(Rows from a pointing dataset)
____
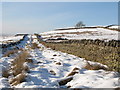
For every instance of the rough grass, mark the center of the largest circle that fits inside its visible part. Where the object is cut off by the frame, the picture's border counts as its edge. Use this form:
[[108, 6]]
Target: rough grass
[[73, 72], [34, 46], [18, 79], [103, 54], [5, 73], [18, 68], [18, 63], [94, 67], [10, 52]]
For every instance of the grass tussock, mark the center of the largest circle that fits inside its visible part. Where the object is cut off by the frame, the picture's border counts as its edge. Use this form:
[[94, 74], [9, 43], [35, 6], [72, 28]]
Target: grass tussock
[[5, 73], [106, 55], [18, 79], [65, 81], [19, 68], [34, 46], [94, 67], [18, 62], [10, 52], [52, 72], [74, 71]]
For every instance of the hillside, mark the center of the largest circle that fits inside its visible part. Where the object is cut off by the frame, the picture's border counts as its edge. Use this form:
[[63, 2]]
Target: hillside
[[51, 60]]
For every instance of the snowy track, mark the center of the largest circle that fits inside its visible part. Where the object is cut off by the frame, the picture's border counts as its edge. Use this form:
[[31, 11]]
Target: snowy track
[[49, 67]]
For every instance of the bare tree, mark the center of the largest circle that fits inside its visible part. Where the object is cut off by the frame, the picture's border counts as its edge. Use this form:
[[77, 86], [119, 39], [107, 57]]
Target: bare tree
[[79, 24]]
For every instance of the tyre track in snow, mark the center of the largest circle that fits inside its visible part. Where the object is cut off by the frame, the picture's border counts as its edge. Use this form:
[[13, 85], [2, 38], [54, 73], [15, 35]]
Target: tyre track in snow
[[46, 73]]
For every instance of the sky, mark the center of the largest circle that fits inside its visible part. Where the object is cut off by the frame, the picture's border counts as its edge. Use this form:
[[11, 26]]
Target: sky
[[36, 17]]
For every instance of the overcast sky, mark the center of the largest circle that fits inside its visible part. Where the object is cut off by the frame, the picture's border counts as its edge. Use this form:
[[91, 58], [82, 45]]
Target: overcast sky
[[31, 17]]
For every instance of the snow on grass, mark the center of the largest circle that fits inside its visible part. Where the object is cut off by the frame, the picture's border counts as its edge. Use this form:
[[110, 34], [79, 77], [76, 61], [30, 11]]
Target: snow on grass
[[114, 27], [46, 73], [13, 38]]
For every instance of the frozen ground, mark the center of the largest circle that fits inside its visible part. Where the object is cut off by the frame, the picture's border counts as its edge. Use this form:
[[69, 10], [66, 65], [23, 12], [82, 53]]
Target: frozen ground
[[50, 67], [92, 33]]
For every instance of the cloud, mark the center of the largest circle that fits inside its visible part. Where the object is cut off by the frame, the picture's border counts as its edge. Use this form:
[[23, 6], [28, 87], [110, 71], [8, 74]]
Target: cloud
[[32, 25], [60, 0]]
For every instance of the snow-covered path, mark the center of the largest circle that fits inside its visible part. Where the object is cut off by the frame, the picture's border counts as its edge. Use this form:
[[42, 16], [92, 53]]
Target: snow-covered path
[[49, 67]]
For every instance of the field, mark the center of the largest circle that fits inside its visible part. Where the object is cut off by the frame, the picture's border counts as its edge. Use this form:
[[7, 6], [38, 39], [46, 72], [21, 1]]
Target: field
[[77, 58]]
____
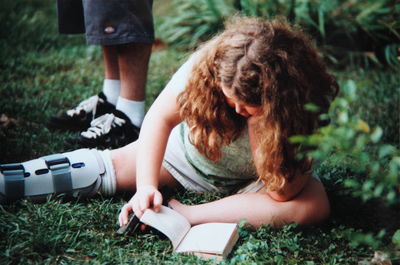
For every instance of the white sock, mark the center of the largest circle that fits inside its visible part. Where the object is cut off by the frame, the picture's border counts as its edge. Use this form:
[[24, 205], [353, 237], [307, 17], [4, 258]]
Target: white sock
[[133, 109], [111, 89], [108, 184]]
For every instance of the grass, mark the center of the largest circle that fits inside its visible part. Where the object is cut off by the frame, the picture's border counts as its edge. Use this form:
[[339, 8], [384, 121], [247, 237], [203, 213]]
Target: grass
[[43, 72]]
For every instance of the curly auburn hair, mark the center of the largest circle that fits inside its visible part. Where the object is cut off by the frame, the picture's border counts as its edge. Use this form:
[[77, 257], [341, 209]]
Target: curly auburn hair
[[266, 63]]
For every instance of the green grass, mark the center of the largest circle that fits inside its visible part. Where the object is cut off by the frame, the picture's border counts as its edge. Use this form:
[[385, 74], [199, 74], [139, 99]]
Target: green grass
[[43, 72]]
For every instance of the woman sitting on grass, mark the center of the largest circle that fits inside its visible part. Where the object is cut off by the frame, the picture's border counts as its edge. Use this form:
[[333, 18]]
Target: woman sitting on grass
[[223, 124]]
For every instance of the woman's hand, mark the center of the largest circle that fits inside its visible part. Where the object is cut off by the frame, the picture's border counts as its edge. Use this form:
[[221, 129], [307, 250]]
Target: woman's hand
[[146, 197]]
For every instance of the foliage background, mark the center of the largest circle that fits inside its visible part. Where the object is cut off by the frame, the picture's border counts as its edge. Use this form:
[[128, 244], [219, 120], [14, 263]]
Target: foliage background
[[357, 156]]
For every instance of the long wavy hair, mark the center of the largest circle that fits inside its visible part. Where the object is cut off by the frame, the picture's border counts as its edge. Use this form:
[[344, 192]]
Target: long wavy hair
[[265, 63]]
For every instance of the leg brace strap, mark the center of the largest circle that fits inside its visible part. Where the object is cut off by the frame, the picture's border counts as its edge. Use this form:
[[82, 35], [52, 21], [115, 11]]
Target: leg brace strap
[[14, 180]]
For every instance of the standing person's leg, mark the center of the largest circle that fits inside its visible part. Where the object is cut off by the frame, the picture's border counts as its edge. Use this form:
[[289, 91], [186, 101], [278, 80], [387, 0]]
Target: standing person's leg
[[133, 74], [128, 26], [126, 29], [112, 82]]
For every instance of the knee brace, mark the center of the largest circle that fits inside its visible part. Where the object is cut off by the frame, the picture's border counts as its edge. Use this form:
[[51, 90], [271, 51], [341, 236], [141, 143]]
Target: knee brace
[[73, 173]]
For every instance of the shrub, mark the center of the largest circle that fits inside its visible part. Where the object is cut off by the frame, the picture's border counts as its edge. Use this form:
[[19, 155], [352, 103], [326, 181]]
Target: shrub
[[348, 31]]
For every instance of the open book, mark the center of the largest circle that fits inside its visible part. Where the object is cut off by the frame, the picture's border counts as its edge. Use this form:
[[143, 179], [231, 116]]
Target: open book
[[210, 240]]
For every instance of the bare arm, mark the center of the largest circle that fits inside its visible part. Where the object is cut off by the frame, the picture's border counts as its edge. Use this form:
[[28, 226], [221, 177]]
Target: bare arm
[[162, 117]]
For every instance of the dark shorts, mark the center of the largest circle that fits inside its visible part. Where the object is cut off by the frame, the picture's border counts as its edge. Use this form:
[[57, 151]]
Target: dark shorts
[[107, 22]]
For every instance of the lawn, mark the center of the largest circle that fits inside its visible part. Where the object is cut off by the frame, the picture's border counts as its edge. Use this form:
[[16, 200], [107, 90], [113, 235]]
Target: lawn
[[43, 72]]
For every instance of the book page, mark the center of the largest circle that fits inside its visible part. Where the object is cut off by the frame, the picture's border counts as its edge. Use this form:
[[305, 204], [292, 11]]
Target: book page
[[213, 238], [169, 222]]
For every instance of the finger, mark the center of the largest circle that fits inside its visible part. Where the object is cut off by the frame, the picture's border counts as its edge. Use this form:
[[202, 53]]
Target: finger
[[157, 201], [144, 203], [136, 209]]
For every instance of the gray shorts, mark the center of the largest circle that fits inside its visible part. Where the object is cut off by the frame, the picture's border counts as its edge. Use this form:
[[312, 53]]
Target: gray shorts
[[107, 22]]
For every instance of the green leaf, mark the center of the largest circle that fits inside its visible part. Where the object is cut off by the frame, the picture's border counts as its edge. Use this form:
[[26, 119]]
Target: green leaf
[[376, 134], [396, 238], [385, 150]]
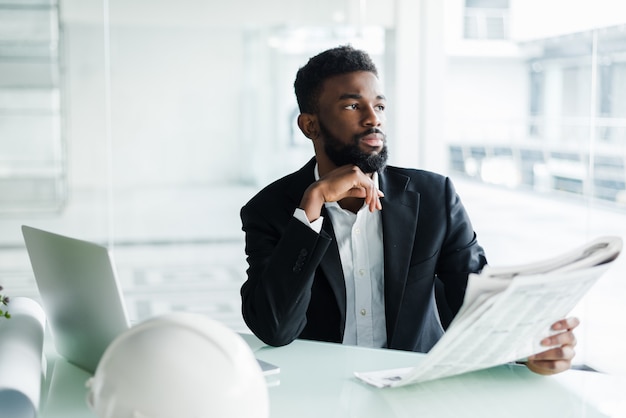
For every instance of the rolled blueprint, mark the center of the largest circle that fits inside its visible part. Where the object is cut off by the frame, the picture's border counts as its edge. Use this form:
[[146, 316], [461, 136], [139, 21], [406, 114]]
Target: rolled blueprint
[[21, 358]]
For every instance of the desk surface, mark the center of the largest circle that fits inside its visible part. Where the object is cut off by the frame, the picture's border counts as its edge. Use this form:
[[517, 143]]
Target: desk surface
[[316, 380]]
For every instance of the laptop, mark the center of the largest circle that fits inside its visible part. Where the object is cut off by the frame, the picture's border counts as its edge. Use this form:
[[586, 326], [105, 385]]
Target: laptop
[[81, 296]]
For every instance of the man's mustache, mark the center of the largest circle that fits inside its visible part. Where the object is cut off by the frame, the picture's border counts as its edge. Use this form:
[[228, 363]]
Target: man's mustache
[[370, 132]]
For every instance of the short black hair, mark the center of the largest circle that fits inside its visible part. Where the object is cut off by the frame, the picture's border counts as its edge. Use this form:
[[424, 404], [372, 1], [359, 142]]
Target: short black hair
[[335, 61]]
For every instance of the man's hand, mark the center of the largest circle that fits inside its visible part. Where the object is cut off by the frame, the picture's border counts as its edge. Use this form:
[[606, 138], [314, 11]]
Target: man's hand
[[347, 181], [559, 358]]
____
*The exercise*:
Reproduce every line of the material from the line with "For every instance of the rolled" up to and including the line with "[[81, 296]]", keeping all lines that are not answers unchanged. Offset each coordinate in the answers by -104.

*Result for this exercise*:
For every instance of the rolled blueprint, mark the center of the largest circle that fits inside its visible part. Where the object is cut off by the frame, the picture's border counts as its edge. Use this form:
[[146, 316], [461, 136], [139, 21], [406, 114]]
Target: rolled blueprint
[[-83, 254]]
For every instance of the desk surface, mark the center of the largest circle that fits inside its visible part. Where the object is cut off by the frame, the picture's border counts as its edge. Use this form:
[[517, 143]]
Target: desk surface
[[212, 276]]
For every instance of the laptop, mark the center of the largest circle that fits inside its visible part. Where the object is cut off by the frame, the picture's border counts as its edge. Use this form:
[[586, 326], [105, 385]]
Target: laptop
[[-23, 192]]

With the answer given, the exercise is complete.